▶ **Goal of the exercise**
Please carry on the forum thread about first powering up a Nardini lathe, picking up right after its final sentence.

▶ **Extract provided**

==========

# About to Turn On Nardini MS-1440S Lathe for First Time - What Did I Miss?



## chip_slinger (Aug 23, 2017)

Hi all,

I have  a Nardini MS-1440S lathe that has been a long time sitting in my shop and I have never turned it on or run it. It was on its back for about a year after it fell while being delivered. Then it has been sitting in my shop upright for about another year waiting for me to fix it.

I recently finished repairing all of the electronics that were damaged in the control cabinet in the back and feel pretty confident that they are all working correctly.

Looking at the mechanical side, I don't think it was damaged in the fall. I'm going to fill the headstock with oil and lube up the carriage. Besides that, anything I am missing or should check before turning her on and running the spindle?

There was a good bit of oil that has seeped out when it was brought back upright, but I'm assuming that is from seeping out when it was on its back and isn't from a real leak or issue.

Anything else to check? Thanks!


----------



## Bob Korves (Aug 24, 2017)

Turn everything over manually before starting it to make sure things are free to turn.  But you probably knew that.  Have a plan to shut it down immediately and practice that until it is second nature, then have it clearly in your mind as the default if you don't like what is happening.  Have a plan, work the plan.

What could possibly go wrong?    Should be    Try to avoid


----------



## Wreck™Wreck (Aug 24, 2017)

Turn it on and stand back.

We got a brand new Trak mill a few months ago, 23" Y, 60" X and 20" Z, ran the first job on a Saturday. Programmed a bolt pattern 16 X 38" with about 20 1" holes, job all set up and programmed. none of the 4 other machinists watching wanted to press the START button the first time, it worked as planned without drama however.

==========

▶ **Information shown**
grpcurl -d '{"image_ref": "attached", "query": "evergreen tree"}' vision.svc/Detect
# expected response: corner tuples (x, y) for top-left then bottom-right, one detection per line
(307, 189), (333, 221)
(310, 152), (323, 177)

==========

▶ **Task response**
----------



## Old junk (Aug 24, 2017)

Let er rip.


----------



## chip_slinger (Aug 24, 2017)

Thanks for the replies. I like the idea of moving everything manually before turning it on. I may also half fill the headstock and wait overnight to ensure my theory that it isn't leaking is sound.


----------



## Silverbullet (Aug 25, 2017)

We want smooth running machines here. If it don't work your instructed to crate it up and ship to NJ ill take care of the problem child .  Good luck with her but remember I'll take it when it don't work. Yupp


----------



## chip_slinger (Aug 26, 2017)

Well, she runs! Sorta...

Spindle is fully operational, no issues. Runs very smooth. Question: sight glass showing oil level in headstock goes to empty when the spindle is on and the oil pump is pumping. That's normal, right? Read the sightglass when spindle is off, right?

Now onto the issues. Leadscrew doesn't turn. I can rotate it by hand it so it's not bound, and the shear pins appear intact. The automatic feed is turning and allowing for auto feeds. Just not the leadscrew. Any ideas?


----------



## mikey (Aug 26, 2017)

No standards as far as the oil level. Most lathes are filled so the level is half-full in the sight glass and the level drops when the lathe runs. Best to check your manual.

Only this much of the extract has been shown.